TASK MATERIAL:
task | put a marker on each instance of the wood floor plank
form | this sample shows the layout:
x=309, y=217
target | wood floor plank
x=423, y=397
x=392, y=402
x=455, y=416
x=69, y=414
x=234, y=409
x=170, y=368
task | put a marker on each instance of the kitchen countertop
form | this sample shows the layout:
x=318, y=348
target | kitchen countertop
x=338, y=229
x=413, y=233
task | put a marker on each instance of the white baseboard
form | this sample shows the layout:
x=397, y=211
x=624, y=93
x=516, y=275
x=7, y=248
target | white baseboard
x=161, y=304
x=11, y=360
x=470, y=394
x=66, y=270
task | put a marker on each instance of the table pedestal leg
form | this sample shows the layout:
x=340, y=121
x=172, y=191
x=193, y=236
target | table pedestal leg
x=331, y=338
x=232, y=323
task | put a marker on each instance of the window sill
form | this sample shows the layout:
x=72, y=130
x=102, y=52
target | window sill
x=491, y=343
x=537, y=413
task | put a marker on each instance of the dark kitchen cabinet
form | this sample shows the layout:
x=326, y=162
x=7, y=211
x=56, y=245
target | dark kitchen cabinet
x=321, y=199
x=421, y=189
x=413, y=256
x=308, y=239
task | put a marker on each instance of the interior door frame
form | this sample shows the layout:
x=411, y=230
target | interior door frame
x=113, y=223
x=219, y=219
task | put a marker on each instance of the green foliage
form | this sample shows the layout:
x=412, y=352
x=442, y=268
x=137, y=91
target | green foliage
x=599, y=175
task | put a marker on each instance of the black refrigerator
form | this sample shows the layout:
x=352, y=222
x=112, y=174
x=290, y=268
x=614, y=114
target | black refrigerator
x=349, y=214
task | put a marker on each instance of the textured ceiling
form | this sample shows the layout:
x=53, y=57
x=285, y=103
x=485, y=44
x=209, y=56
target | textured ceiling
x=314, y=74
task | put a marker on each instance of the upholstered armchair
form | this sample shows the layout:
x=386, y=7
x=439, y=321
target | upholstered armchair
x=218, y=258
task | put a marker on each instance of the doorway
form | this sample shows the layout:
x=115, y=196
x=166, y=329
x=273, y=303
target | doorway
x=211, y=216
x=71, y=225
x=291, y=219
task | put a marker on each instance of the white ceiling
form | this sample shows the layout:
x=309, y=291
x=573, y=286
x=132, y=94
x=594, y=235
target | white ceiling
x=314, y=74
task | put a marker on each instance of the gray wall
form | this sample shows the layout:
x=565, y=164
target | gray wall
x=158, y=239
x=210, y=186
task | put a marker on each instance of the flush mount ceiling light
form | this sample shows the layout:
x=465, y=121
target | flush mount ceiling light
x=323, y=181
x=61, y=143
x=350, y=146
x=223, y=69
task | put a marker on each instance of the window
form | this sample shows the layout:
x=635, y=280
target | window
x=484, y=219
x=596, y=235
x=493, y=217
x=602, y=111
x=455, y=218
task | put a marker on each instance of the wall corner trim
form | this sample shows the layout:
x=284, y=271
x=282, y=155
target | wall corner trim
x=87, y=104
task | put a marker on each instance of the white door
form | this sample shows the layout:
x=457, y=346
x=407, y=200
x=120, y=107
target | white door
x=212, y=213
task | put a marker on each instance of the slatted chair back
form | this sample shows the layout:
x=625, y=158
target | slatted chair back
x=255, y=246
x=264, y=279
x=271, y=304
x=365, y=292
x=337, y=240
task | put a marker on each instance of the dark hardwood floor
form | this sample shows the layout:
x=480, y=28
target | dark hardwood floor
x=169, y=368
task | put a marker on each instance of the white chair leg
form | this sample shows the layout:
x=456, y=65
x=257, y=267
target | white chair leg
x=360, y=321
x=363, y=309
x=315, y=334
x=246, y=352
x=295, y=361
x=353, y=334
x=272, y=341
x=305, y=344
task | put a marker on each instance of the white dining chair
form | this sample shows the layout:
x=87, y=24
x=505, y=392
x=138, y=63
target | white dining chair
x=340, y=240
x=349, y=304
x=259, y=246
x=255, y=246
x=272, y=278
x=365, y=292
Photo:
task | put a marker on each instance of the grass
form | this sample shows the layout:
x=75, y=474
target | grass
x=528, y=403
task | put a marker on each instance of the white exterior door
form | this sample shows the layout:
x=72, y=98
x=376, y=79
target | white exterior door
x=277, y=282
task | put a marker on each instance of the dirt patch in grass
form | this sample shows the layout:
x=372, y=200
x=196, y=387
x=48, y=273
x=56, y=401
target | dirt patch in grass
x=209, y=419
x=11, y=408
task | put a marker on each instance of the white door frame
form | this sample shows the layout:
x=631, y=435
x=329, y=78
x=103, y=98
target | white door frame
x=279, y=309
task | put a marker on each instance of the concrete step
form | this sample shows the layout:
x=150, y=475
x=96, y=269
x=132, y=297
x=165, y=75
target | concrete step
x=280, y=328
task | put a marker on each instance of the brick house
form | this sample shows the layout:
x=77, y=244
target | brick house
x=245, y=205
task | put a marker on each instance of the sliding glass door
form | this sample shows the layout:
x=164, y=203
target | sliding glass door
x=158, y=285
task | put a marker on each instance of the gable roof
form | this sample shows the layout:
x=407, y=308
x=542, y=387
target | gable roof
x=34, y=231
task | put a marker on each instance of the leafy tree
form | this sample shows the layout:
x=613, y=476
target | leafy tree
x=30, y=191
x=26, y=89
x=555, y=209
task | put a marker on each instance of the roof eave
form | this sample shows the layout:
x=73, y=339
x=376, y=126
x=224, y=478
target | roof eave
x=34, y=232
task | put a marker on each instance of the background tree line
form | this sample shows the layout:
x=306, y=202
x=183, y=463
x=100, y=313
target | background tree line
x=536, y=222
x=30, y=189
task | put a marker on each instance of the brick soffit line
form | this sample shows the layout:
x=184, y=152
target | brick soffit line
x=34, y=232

EXERCISE:
Write out every one of the items above again, word for word and line for line.

EXERCISE RESPONSE:
task | put a marker on each instance of the wood floor plank
form | this sample shows the layout:
x=309, y=217
target | wood floor plank
x=423, y=397
x=392, y=402
x=455, y=416
x=69, y=414
x=234, y=409
x=170, y=368
task | put a marker on each instance of the kitchen countertop
form | this sample shows the layout:
x=318, y=348
target | kitchen countertop
x=338, y=229
x=413, y=233
task | put a marker on each instance of the white baseboard
form | this sample shows the layout:
x=397, y=211
x=624, y=93
x=516, y=275
x=7, y=248
target | white baseboard
x=161, y=304
x=11, y=360
x=470, y=394
x=66, y=270
task | put a marker on each instance of the table pedestal leg
form | this sample shows the layout:
x=340, y=121
x=172, y=191
x=193, y=236
target | table pedestal leg
x=331, y=338
x=232, y=323
task | put a marker on each instance of the window sill
form | this sample shows the layout:
x=72, y=130
x=102, y=52
target | window sill
x=491, y=343
x=537, y=413
task | put a marker on each instance of the dark kitchen cabinet
form | this sample shows the layout:
x=326, y=162
x=7, y=211
x=56, y=245
target | dark kitchen cabinet
x=321, y=199
x=421, y=189
x=413, y=256
x=308, y=239
task | put a marker on each instance of the interior door frame
form | this sample shows the layout:
x=411, y=230
target | interior door frame
x=113, y=223
x=219, y=219
task | put a marker on each instance of the green foliage
form | this sample shows the layout:
x=412, y=352
x=442, y=268
x=137, y=91
target | green foliage
x=599, y=175
task | put a marker on each instance of the black refrigerator
form | this sample shows the layout:
x=352, y=222
x=112, y=174
x=290, y=268
x=614, y=114
target | black refrigerator
x=349, y=214
task | put a marker on each instance of the textured ceiling
form | this sample shows the layout:
x=53, y=57
x=285, y=103
x=485, y=44
x=209, y=56
target | textured ceiling
x=314, y=74
task | put a marker on each instance of the upholstered armchair
form | this sample shows the layout:
x=386, y=7
x=439, y=321
target | upholstered armchair
x=218, y=258
task | put a marker on each instance of the doorway
form | this sample shows the layout:
x=115, y=196
x=166, y=329
x=273, y=303
target | doorway
x=211, y=216
x=71, y=225
x=291, y=219
task | put a marker on each instance of the white ceiling
form | this sample shows the layout:
x=309, y=291
x=573, y=286
x=132, y=94
x=594, y=235
target | white ceiling
x=314, y=74
task | put a marker on each instance of the gray wall
form | this sample shows the layout:
x=565, y=164
target | gray wall
x=158, y=239
x=210, y=186
task | put a marker on each instance of the flush mount ceiling light
form | this sample shows the layout:
x=465, y=121
target | flush mount ceiling light
x=323, y=181
x=61, y=143
x=350, y=146
x=223, y=69
task | put a marker on each instance of the window
form | this sample shows the layout:
x=635, y=280
target | window
x=484, y=219
x=596, y=235
x=493, y=217
x=602, y=111
x=455, y=218
task | put a marker on each instance of the wall corner trim
form | this sample shows the layout:
x=284, y=271
x=282, y=155
target | wall corner trim
x=87, y=104
task | put a marker on each instance of the white door
form | this sample shows the layout:
x=457, y=346
x=407, y=200
x=120, y=107
target | white door
x=212, y=213
task | put a marker on each instance of the slatted chair back
form | this sample shows the layout:
x=625, y=158
target | slatted chair back
x=255, y=246
x=264, y=279
x=271, y=304
x=365, y=292
x=337, y=240
task | put a marker on each instance of the dark hardwood floor
form | this sample shows the layout:
x=480, y=28
target | dark hardwood floor
x=169, y=368
task | put a marker on each instance of the white chair leg
form | this sample shows the layout:
x=456, y=65
x=257, y=267
target | white chair leg
x=360, y=321
x=363, y=309
x=315, y=334
x=246, y=352
x=295, y=361
x=353, y=334
x=272, y=341
x=305, y=344
task | put a marker on each instance of the white dining chair
form | this sample shows the layout:
x=87, y=24
x=505, y=392
x=138, y=63
target | white dining chair
x=340, y=240
x=349, y=304
x=259, y=246
x=255, y=246
x=272, y=278
x=365, y=292
Photo:
task | put a marker on each instance of the grass
form | this sample shows the layout:
x=75, y=474
target | grass
x=528, y=403
task | put a marker on each instance of the white exterior door
form | this sample shows the layout:
x=72, y=98
x=376, y=79
target | white exterior door
x=277, y=282
task | put a marker on each instance of the dirt patch in grass
form | this sample shows the layout:
x=372, y=200
x=196, y=387
x=48, y=273
x=56, y=401
target | dirt patch in grass
x=209, y=419
x=11, y=408
task | put a marker on each instance of the white door frame
form | this sample shows the layout:
x=631, y=435
x=329, y=78
x=103, y=98
target | white door frame
x=279, y=309
task | put a marker on each instance of the concrete step
form | this sample shows the layout:
x=150, y=475
x=96, y=269
x=132, y=297
x=165, y=75
target | concrete step
x=280, y=328
task | put a marker on each instance of the brick house
form | this sample shows the layout:
x=77, y=244
target | brick house
x=245, y=205
task | put a marker on each instance of the sliding glass door
form | this sample shows the layout:
x=164, y=203
target | sliding glass door
x=158, y=285
task | put a marker on each instance of the gable roof
form | this sample shows the layout:
x=407, y=308
x=542, y=387
target | gable roof
x=34, y=231
task | put a marker on each instance of the leafy tree
form | this sample shows the layout:
x=613, y=476
target | leafy tree
x=30, y=191
x=26, y=89
x=555, y=209
task | put a marker on each instance of the roof eave
form | this sample shows the layout:
x=73, y=339
x=376, y=126
x=224, y=478
target | roof eave
x=34, y=232
task | put a marker on each instance of the background tree line
form | this sample shows the layout:
x=306, y=202
x=183, y=463
x=100, y=313
target | background tree line
x=536, y=222
x=30, y=189
task | put a marker on each instance of the brick soffit line
form | this sample shows the layout:
x=184, y=152
target | brick soffit line
x=34, y=232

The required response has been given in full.